» EXERCISES TO COMPLETE
• 1. Return the passage from the text on the published patent rolls that starts with "- 1232–1509. The" and goes on through "Cal. patent R.", copied word for word.
• 2. In the text on the published patent rolls, condense the paragraph that begins "1232–1509. The post-1232 rolls" into a shorter version that keeps its main facts.
[[ EXCERPT, beginning ]]
All the medieval and early modern rolls to 1625 have been published in some form, although editorial policies and formats have varied.

- 1201–1216. The rolls for these years were published as abbreviated Latin texts by the Record Commission in 1835, in a large folio volume entitled Rotuli Litterarum Patentium in Turri Londinensi asservati ("Rolls of Letters Patent preserved in the Tower of London"), edited by Thomas Duffus Hardy, later sometimes abbreviated as Pat. Roll. T.L. The publication employed a special "record type" font to produce a near-facsimile of the manuscripts.
- 1216–1232. The rolls for these years were published as full Latin texts (with contractions and abbreviations extended) in two volumes published in 1901 and 1903, simply entitled Patent Rolls.
- 1232–1509. The post-1232 rolls have not been published as full texts, but in calendar form (i.e. as comprehensive English summaries, with all significant details included). Between 1891 and 1916, 53 volumes of calendars were published, under the title Calendar of the Patent Rolls, covering the years 1232 to 1509. References to these volumes may be abbreviated as CPR or Cal. patent R.
[[ EXCERPT, end ]]
[[ EXCERPTED DATA, beginning ]]
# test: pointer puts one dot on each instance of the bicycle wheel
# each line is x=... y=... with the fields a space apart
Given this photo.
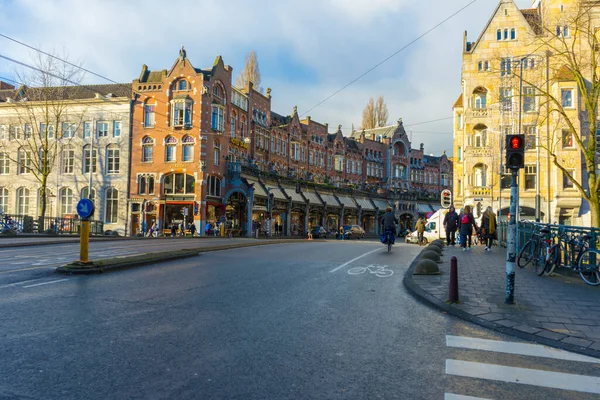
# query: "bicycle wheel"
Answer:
x=357 y=270
x=589 y=267
x=554 y=260
x=525 y=255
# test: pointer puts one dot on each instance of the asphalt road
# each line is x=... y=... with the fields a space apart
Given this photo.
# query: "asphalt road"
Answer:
x=292 y=321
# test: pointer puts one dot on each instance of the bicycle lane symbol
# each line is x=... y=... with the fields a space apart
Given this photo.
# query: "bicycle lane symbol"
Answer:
x=380 y=271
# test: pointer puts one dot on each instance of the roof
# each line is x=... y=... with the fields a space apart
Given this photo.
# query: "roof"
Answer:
x=78 y=92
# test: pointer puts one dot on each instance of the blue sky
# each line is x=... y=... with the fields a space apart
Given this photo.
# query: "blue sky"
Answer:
x=306 y=49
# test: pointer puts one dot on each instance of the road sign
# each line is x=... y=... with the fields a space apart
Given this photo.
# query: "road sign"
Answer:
x=85 y=208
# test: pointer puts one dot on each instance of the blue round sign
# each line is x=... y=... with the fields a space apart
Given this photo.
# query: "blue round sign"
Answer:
x=85 y=208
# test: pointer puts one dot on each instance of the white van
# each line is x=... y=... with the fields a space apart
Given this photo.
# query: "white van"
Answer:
x=434 y=228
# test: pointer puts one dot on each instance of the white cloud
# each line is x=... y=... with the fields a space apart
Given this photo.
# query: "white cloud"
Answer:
x=331 y=41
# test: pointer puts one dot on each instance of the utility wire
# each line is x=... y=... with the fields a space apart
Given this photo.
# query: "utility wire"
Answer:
x=391 y=56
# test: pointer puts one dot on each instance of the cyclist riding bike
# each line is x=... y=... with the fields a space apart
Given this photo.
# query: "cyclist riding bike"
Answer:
x=389 y=222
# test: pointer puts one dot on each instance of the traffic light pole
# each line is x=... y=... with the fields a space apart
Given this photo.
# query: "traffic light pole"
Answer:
x=511 y=248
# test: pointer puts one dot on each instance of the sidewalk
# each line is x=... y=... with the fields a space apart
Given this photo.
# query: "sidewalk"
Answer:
x=560 y=311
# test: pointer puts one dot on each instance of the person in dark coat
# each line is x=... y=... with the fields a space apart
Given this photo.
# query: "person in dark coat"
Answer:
x=466 y=223
x=450 y=225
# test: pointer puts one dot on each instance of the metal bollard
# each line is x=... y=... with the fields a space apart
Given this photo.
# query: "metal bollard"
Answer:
x=453 y=286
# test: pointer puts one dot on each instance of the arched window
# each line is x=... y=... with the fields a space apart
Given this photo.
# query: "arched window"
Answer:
x=217 y=153
x=480 y=98
x=214 y=186
x=149 y=114
x=3 y=199
x=85 y=193
x=66 y=201
x=22 y=201
x=112 y=205
x=147 y=149
x=188 y=148
x=170 y=149
x=113 y=159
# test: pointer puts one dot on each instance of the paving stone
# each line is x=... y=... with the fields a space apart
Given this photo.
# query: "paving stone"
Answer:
x=577 y=341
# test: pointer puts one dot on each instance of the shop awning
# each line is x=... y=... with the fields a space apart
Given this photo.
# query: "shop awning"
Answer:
x=347 y=201
x=296 y=197
x=330 y=200
x=312 y=198
x=259 y=190
x=381 y=204
x=365 y=204
x=424 y=208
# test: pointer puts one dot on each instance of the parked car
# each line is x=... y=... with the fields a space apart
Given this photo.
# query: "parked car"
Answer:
x=318 y=232
x=354 y=232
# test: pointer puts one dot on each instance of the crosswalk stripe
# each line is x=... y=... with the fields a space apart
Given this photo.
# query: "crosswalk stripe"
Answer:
x=452 y=396
x=525 y=376
x=525 y=349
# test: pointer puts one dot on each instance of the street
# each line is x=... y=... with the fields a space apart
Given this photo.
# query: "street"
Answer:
x=321 y=320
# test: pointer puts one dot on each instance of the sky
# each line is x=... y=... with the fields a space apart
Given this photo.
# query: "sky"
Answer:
x=307 y=50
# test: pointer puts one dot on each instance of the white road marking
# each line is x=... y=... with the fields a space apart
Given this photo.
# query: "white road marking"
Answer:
x=46 y=283
x=525 y=349
x=452 y=396
x=354 y=259
x=524 y=376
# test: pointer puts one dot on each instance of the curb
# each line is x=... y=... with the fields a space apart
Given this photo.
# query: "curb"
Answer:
x=138 y=260
x=424 y=297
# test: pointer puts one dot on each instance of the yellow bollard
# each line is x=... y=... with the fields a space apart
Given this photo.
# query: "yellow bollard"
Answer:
x=84 y=241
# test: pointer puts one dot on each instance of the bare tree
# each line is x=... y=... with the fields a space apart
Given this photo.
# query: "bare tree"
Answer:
x=381 y=112
x=369 y=115
x=43 y=120
x=250 y=73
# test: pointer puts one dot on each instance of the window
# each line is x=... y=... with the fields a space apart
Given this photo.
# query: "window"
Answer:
x=68 y=160
x=170 y=149
x=102 y=129
x=214 y=186
x=112 y=205
x=149 y=115
x=22 y=201
x=87 y=128
x=23 y=162
x=182 y=113
x=530 y=176
x=188 y=148
x=68 y=130
x=86 y=159
x=4 y=164
x=567 y=139
x=113 y=159
x=528 y=99
x=147 y=149
x=218 y=118
x=568 y=183
x=66 y=201
x=85 y=193
x=566 y=96
x=116 y=128
x=217 y=153
x=3 y=199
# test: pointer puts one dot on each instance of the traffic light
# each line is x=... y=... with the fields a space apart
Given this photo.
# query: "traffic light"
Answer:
x=515 y=151
x=446 y=199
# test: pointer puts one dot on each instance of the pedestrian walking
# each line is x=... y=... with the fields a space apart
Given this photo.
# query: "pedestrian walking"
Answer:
x=450 y=225
x=420 y=231
x=466 y=225
x=488 y=227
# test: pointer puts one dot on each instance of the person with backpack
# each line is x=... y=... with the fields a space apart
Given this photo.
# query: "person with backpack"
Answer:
x=450 y=225
x=466 y=223
x=488 y=228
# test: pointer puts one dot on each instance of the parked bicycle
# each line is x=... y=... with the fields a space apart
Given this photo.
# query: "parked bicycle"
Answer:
x=535 y=251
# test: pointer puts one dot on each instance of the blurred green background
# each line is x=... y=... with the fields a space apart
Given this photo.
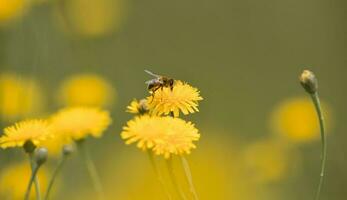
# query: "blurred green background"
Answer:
x=244 y=56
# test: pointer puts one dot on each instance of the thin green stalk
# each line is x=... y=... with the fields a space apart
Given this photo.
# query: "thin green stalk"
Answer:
x=177 y=188
x=158 y=174
x=33 y=179
x=316 y=101
x=188 y=176
x=91 y=169
x=55 y=173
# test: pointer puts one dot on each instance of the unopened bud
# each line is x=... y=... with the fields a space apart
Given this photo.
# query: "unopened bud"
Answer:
x=41 y=155
x=143 y=106
x=67 y=150
x=29 y=146
x=309 y=81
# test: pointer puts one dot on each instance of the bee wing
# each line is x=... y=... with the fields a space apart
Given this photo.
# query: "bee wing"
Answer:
x=152 y=74
x=148 y=82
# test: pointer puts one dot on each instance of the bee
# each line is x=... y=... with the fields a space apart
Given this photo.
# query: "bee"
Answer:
x=159 y=82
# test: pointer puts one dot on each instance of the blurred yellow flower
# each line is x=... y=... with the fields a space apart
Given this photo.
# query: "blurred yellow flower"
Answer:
x=268 y=160
x=19 y=97
x=79 y=122
x=34 y=130
x=86 y=90
x=11 y=9
x=138 y=107
x=14 y=180
x=99 y=17
x=182 y=97
x=166 y=135
x=55 y=145
x=296 y=119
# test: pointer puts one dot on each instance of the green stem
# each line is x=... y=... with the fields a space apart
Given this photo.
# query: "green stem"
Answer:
x=189 y=178
x=177 y=188
x=315 y=99
x=158 y=174
x=34 y=169
x=55 y=173
x=91 y=169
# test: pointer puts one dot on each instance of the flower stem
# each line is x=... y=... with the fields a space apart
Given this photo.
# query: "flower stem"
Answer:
x=34 y=169
x=157 y=173
x=316 y=101
x=55 y=173
x=91 y=169
x=178 y=190
x=188 y=176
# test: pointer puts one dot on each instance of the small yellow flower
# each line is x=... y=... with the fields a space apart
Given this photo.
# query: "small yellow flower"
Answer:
x=166 y=135
x=20 y=97
x=296 y=119
x=14 y=181
x=35 y=131
x=138 y=107
x=182 y=97
x=86 y=90
x=55 y=145
x=78 y=122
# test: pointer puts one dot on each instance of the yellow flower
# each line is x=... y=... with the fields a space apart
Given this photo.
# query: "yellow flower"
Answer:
x=11 y=9
x=19 y=97
x=86 y=90
x=99 y=17
x=14 y=180
x=166 y=135
x=78 y=122
x=182 y=97
x=35 y=131
x=296 y=119
x=55 y=145
x=138 y=107
x=268 y=160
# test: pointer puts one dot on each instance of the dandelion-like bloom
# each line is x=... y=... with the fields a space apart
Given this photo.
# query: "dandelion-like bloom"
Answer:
x=79 y=122
x=296 y=120
x=14 y=181
x=166 y=135
x=182 y=97
x=86 y=90
x=17 y=135
x=138 y=107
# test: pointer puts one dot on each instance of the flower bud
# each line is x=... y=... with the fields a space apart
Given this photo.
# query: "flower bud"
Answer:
x=143 y=106
x=41 y=155
x=29 y=146
x=67 y=150
x=309 y=81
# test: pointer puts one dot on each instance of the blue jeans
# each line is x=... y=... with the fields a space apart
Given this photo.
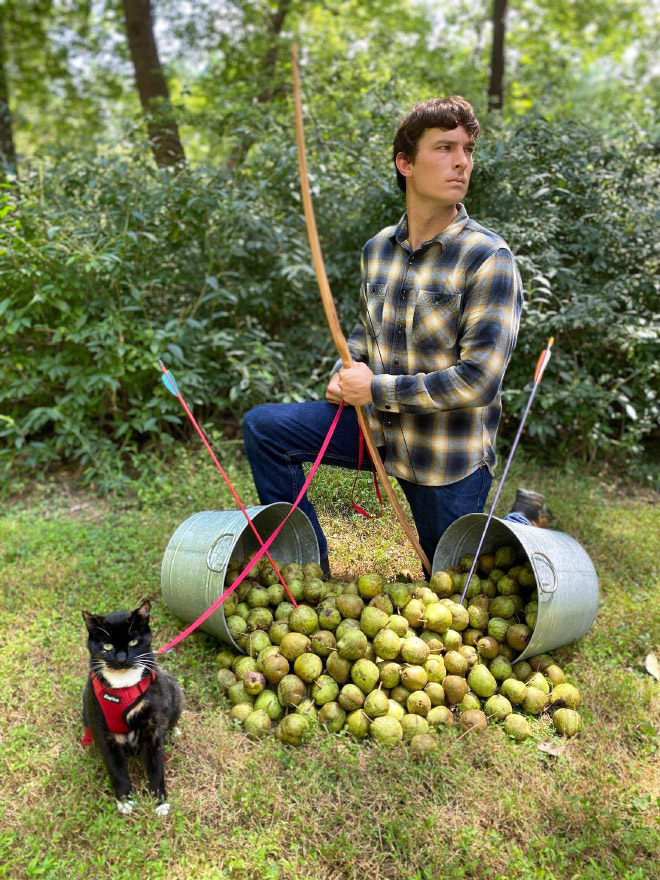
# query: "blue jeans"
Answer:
x=279 y=437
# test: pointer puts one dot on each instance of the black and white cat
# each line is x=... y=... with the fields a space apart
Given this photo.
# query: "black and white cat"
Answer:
x=128 y=704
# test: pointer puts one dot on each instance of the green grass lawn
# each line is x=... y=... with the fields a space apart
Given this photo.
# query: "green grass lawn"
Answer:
x=487 y=808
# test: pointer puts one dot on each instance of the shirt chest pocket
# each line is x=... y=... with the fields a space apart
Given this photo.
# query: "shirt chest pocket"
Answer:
x=372 y=302
x=435 y=319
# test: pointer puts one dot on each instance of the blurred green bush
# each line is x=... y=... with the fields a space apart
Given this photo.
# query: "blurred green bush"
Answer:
x=107 y=264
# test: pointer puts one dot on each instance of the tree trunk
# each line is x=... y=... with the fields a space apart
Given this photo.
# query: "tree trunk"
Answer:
x=152 y=87
x=496 y=87
x=7 y=150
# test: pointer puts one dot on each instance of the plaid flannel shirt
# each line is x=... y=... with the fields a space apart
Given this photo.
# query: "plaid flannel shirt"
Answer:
x=437 y=327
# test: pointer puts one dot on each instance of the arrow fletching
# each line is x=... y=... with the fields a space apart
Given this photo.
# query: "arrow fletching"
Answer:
x=169 y=381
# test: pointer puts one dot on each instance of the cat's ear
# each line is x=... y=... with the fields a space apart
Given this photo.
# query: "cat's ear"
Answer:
x=142 y=613
x=91 y=620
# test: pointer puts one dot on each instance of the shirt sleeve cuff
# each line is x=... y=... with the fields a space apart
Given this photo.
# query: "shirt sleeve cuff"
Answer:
x=383 y=392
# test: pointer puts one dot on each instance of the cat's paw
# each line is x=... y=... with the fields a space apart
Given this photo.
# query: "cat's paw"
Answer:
x=125 y=807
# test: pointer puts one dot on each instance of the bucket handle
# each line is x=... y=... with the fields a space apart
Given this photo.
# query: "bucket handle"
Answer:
x=210 y=560
x=546 y=574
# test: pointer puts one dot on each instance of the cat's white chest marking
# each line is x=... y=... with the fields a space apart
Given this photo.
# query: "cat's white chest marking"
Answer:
x=118 y=678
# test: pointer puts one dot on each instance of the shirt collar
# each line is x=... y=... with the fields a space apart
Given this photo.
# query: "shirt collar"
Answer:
x=400 y=233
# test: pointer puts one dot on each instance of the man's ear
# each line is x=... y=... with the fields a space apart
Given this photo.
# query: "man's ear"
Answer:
x=403 y=164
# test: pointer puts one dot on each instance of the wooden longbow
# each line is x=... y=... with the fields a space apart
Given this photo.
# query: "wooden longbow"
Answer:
x=331 y=312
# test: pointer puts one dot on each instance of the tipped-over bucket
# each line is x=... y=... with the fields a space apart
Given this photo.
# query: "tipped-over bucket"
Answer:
x=196 y=558
x=565 y=576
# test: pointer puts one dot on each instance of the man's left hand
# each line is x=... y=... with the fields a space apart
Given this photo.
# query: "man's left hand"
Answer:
x=355 y=384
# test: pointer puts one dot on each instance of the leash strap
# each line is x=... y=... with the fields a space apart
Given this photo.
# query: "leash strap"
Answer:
x=264 y=547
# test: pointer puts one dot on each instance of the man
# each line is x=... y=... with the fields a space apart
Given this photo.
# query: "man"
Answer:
x=440 y=305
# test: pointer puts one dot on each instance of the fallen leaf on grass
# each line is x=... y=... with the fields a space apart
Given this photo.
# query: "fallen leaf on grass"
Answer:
x=652 y=666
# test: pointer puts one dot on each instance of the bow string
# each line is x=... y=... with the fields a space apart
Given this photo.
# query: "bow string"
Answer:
x=331 y=312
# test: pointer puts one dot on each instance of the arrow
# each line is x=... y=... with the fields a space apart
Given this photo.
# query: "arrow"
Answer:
x=170 y=383
x=541 y=364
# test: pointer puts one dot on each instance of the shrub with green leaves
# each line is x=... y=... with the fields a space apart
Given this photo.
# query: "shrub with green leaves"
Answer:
x=107 y=264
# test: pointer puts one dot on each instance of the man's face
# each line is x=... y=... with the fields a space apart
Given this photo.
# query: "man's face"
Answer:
x=440 y=172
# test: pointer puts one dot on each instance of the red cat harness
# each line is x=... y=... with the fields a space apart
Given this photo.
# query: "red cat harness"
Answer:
x=115 y=703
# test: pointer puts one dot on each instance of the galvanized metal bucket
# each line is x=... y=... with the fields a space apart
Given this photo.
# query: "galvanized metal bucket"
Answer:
x=566 y=578
x=196 y=558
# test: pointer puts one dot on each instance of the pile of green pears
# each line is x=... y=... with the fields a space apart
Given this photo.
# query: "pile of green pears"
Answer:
x=394 y=661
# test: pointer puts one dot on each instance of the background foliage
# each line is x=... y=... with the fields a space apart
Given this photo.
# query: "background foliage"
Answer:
x=107 y=262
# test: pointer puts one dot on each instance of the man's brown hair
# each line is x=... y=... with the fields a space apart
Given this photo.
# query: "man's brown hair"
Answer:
x=446 y=113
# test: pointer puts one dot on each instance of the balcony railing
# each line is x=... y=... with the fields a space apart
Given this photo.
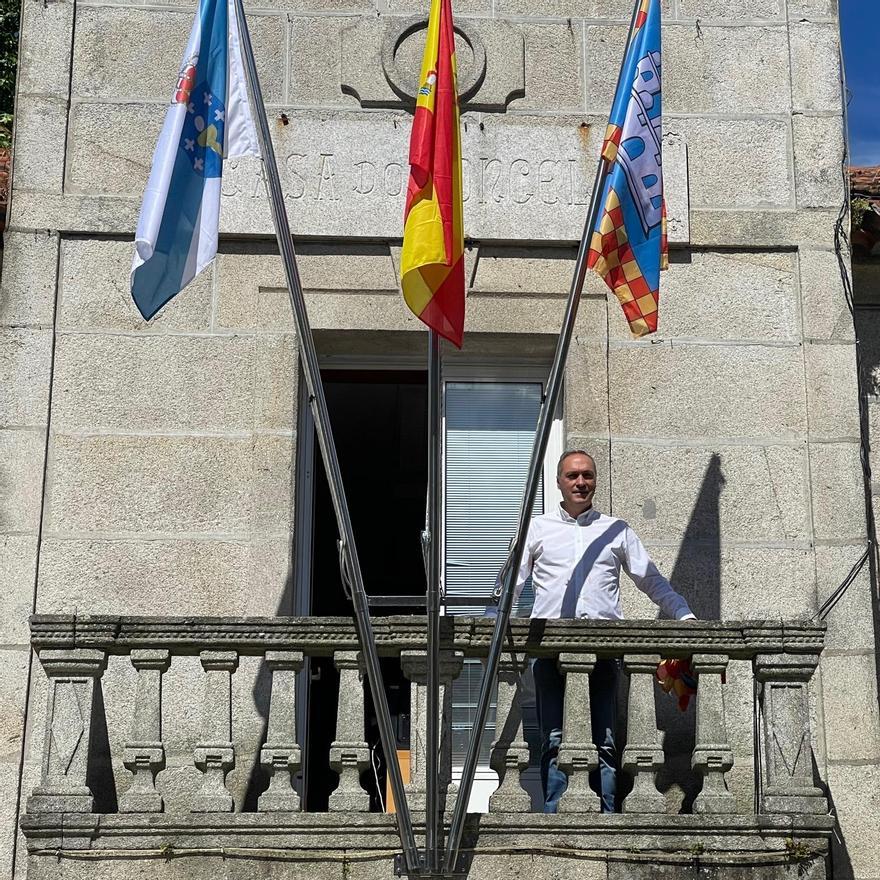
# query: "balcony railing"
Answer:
x=786 y=821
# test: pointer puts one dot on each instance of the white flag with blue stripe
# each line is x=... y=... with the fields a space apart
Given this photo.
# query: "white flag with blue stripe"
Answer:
x=209 y=120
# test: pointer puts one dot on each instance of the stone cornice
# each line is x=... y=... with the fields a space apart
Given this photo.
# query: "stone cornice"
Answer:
x=318 y=636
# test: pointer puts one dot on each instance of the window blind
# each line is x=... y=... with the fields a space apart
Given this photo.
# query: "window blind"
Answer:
x=490 y=429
[[ EXCERPTED DATA, end ]]
» ANSWERS TO THE EXERCISES
• 1.
- 1232–1509. The post-1232 rolls have not been published as full texts, but in calendar form (i.e. as comprehensive English summaries, with all significant details included). Between 1891 and 1916, 53 volumes of calendars were published, under the title Calendar of the Patent Rolls, covering the years 1232 to 1509. References to these volumes may be abbreviated as CPR or Cal. patent R.

• 2. The rolls from 1232 to 1509 have been published as calendars, which are comprehensive English summaries, rather than as full texts. Between 1891 and 1916, 53 volumes appeared under the title Calendar of the Patent Rolls. They may be cited as CPR or Cal. patent R.